Do this: Rewrite the lines below as a two-column CSV with the header instruction,polygons and one row per request. Put the request text in the first field and its answer in the second, quote each field, turn line breaks into spaces, and leave out the pictures.

◇ ◇ ◇ ◇ ◇

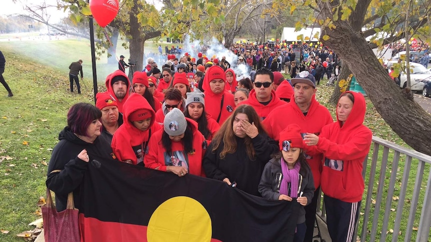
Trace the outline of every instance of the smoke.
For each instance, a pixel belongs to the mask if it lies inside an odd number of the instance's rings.
[[[200,52],[206,53],[208,59],[211,59],[213,56],[216,56],[219,60],[224,56],[226,60],[230,64],[230,68],[235,72],[237,77],[250,76],[250,70],[245,65],[238,65],[238,56],[233,52],[224,47],[216,38],[212,37],[210,40],[205,45],[201,45],[198,40],[190,41],[190,36],[186,35],[184,37],[183,44],[183,53],[187,52],[192,57],[198,58],[198,53]],[[206,51],[205,51],[205,49]]]

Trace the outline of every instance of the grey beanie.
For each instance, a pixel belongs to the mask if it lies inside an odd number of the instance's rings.
[[[184,133],[187,128],[187,121],[182,112],[175,108],[166,114],[163,121],[164,132],[171,136],[176,136]]]
[[[194,91],[192,92],[188,92],[186,93],[187,99],[186,100],[186,107],[187,107],[188,104],[194,102],[199,102],[205,106],[205,100],[204,97],[205,97],[205,94],[199,90],[198,88],[194,88]]]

◇ ◇ ◇ ◇ ◇

Task response:
instruction,polygons
"Trace the outline of every instance of the smoke. For each instance, a pixel belongs to the mask if it lies inside an odd number of the instance's rings.","[[[200,52],[206,53],[208,59],[211,59],[213,56],[216,56],[219,60],[224,56],[226,60],[230,64],[230,68],[235,72],[237,77],[250,76],[250,70],[245,65],[238,65],[238,56],[233,52],[224,47],[216,38],[212,37],[210,40],[205,45],[201,45],[198,40],[190,41],[190,36],[186,35],[184,37],[183,44],[183,53],[187,52],[192,57],[198,58],[198,53]],[[206,51],[205,51],[205,49]]]"
"Trace the outline of every instance of the grey beanie. For each instance, a pixel belongs to the mask if it lies inside an odd number of the instance's rings.","[[[184,133],[187,128],[187,121],[182,112],[175,108],[166,114],[163,121],[164,132],[171,136],[176,136]]] [[[194,91],[192,92],[188,92],[186,93],[187,99],[186,100],[186,107],[187,107],[188,104],[194,102],[199,102],[205,106],[205,100],[204,97],[205,97],[205,94],[199,90],[198,88],[194,88]]]"